→ **Given passage**:
*-*-*

|Cochrane District, Ontario, Canada|
Fort Albany as it appeared in 1886
|Controlled by||Hudson's Bay Company|
Fort Albany First Nation is a community in Cochrane District in Northeastern Ontario, Canada. Situated on the southern shore of the Albany River, Fort Albany First Nation is only accessible by air or by winter road. The community policed by the Nishnawbe-Aski Police Service, an Aboriginal-based service.
Fort Albany was one of the oldest and most important Hudson's Bay Company posts.
The community of Fort Albany is accessible by air, by water and also by the winter road. The winter road is only used during the months of early or late January to early or late March depending on the weather conditions. Air Creebec provides Fort Albany with daily passengers’ flights, with connecting flights to Toronto and/or other points of travel. These arrangements are done in Timmins on Air Creebec, Air Canada, Thunder Air, or Bearskin Airlines.
Fort Albany is also accessible through the waters of James Bay and the Albany River. Moosonee Transportation Limited provides barge service by carrying supplies at least once or twice each summer by traveling up and down the coast to each community. Freighter canoes can travel from Fort Albany to Calstock and return whenever the water levels are sufficient to make river travel possible.
Outboard motors and canoes are used during the summer months for other activities such as hunting, trapping, and fishing. During the winter months, skidoos are the main transportation around the community. There are pick-up trucks, vans, and all terrain vehicles owed by both businesses and individuals.

*-*-*

→ **Dataset extract**:
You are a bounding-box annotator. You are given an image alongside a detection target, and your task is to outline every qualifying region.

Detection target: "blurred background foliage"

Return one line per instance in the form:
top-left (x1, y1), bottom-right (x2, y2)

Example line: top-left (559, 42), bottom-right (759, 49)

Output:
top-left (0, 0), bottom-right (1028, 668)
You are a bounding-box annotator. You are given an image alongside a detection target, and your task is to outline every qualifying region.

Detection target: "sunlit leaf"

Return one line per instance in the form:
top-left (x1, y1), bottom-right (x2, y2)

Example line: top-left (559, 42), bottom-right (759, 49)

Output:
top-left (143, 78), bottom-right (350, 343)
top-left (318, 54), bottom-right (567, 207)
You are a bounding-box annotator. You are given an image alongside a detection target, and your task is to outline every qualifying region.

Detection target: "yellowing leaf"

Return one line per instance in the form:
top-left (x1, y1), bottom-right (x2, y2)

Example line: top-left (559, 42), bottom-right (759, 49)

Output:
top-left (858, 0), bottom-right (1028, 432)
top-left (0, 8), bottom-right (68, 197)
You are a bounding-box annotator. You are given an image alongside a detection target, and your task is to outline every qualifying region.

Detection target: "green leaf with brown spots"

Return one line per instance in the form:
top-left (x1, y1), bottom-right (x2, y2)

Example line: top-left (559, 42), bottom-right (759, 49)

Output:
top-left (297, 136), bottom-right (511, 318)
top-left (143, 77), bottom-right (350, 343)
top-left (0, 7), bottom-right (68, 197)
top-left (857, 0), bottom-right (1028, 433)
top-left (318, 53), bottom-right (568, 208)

*-*-*

→ **Exercises to complete**:
1: According to the Fort Albany passage, why can freighter canoes travel between Fort Albany and Calstock only at certain times? Answer in one to three sentences.
2: List every airline that the Fort Albany passage names.
3: Carry on writing the Fort Albany passage from its final sentence, which ends "owed by both businesses and individuals."
The records are separate material and are not part of the Fort Albany passage.

→ **Solved problems**:
1: Freighter canoes can travel between Fort Albany and Calstock only when the water levels are high enough to make river travel possible.

2: Air Creebec, Air Canada, Thunder Air, Bearskin Airlines

3:
The winter road was completed in the early spring of 1974. It is also used extensively during the winter months. This road is maintained by contractors. The road links all the surrounding communities together, such as Attawapiskat, Moosonee, Moose Factory and Kashechewan.
Air Creebec transports mail and provides other freight services through Fort Albany Airport. The present passenger rate is $921.90 for an adult return trip to Timmins. These rates increase on an annual basis. Seat sales are available, which are less expensive than the regular fare price. The seat sales have to be booked ten (10) days in advance. Air Creebec also provides charter flights when required.
Air Creebec also handles the Patient Transportation up the coastal communities on a daily basis, Mondays to Fridays. These flights are intended only for hospital patients requiring out of the community hospital care. Other private small airlines (e.g. Wabusk Air) also provide charter services, which sometimes are cheaper than a regular flight on Air Creebec.
The basic economy of the area is a subsistence allowance. There are seasonal jobs that involve construction work for the major capital projects like the dyke, the new school, and the Mid Canada Line. There are the traditional economic activities like trapping, fishing and hunting. Government make-work projects create some employment from time to time. There are a small number of employment opportunities including the Fort Albany First Nation Administration office, Mundo Peetabeck Education authority, Peetabeck Health Services. Fort Albany Power Authority, James Bay General Hospital, Northern Store, Air Creebec, and other small private owned businesses.
The new De Beers Diamond mine in James Bay will also provide many new opportunities.
The majority of the population speaks Mushkegowuk Cree. Many men and women, younger and to the age of fifty, are bilingual in Cree and English. Children are taught in Cree and English at an early age. The community consists of quite a mixture of linguistics, with English, French, Cree, Ojibway, and Oji-Cree spoken.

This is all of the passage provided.